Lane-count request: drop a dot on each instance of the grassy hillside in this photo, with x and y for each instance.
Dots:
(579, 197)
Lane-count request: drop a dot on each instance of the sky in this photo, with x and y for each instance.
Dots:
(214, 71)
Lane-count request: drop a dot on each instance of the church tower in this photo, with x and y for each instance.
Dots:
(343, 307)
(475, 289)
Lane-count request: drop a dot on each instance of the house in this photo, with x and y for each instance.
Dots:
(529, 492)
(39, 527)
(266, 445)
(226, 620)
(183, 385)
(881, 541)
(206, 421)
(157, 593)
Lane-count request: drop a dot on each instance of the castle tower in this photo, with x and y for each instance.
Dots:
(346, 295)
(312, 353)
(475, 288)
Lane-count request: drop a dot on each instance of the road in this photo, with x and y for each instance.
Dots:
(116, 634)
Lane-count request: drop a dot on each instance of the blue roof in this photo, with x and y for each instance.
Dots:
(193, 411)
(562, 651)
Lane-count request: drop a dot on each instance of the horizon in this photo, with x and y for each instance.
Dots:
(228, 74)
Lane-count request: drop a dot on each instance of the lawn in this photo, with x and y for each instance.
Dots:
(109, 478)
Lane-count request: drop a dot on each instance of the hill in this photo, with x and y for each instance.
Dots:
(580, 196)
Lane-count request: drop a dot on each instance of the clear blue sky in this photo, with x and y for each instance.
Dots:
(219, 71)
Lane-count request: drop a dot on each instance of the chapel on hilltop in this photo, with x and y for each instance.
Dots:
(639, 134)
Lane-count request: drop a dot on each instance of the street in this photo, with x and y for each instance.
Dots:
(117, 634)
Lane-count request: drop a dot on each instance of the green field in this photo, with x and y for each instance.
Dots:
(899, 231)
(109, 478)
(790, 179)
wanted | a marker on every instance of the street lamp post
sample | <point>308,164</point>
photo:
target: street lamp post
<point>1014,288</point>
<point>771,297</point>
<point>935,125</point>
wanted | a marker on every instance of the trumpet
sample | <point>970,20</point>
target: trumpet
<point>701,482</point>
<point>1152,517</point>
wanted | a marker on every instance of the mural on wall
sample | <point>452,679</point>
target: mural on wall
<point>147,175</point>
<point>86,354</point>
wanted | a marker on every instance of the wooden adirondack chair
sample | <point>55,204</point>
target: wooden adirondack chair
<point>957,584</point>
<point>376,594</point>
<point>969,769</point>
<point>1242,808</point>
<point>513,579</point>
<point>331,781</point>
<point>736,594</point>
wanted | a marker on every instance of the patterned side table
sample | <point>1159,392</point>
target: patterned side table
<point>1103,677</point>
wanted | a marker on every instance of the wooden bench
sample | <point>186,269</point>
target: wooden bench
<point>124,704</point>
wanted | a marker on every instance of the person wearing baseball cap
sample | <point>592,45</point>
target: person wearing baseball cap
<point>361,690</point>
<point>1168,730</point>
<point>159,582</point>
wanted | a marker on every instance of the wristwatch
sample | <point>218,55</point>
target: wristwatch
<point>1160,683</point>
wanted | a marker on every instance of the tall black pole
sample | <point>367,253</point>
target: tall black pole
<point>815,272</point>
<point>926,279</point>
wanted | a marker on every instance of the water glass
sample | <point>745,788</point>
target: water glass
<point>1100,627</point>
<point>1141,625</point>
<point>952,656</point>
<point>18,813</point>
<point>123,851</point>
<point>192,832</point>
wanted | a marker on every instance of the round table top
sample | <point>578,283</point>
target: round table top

--

- What is required -
Retype the part of the listing that opens with the line containing "Lane-count request: drop a dot on each instance of the street" and closes with the line containing "<point>86,354</point>", both of those lines included. Copy each line character for character.

- Answer for the task -
Lane-count request: drop a dot on each instance of the street in this photo, with x and y for each instance.
Dots:
(117, 634)
Lane-count request: drop a dot on each instance of the green field in this photo, with x and y for each instance.
Dots:
(899, 231)
(109, 478)
(790, 179)
wanted | a marker on every instance of the street lamp post
sample | <point>308,164</point>
photo:
target: street lamp post
<point>1014,288</point>
<point>771,297</point>
<point>935,125</point>
wanted | a marker on every instance of the trumpet
sample | <point>970,20</point>
target: trumpet
<point>701,482</point>
<point>1152,517</point>
wanted | a marker on every instance of the mural on wall
sample | <point>452,679</point>
target: mural on wall
<point>147,175</point>
<point>86,354</point>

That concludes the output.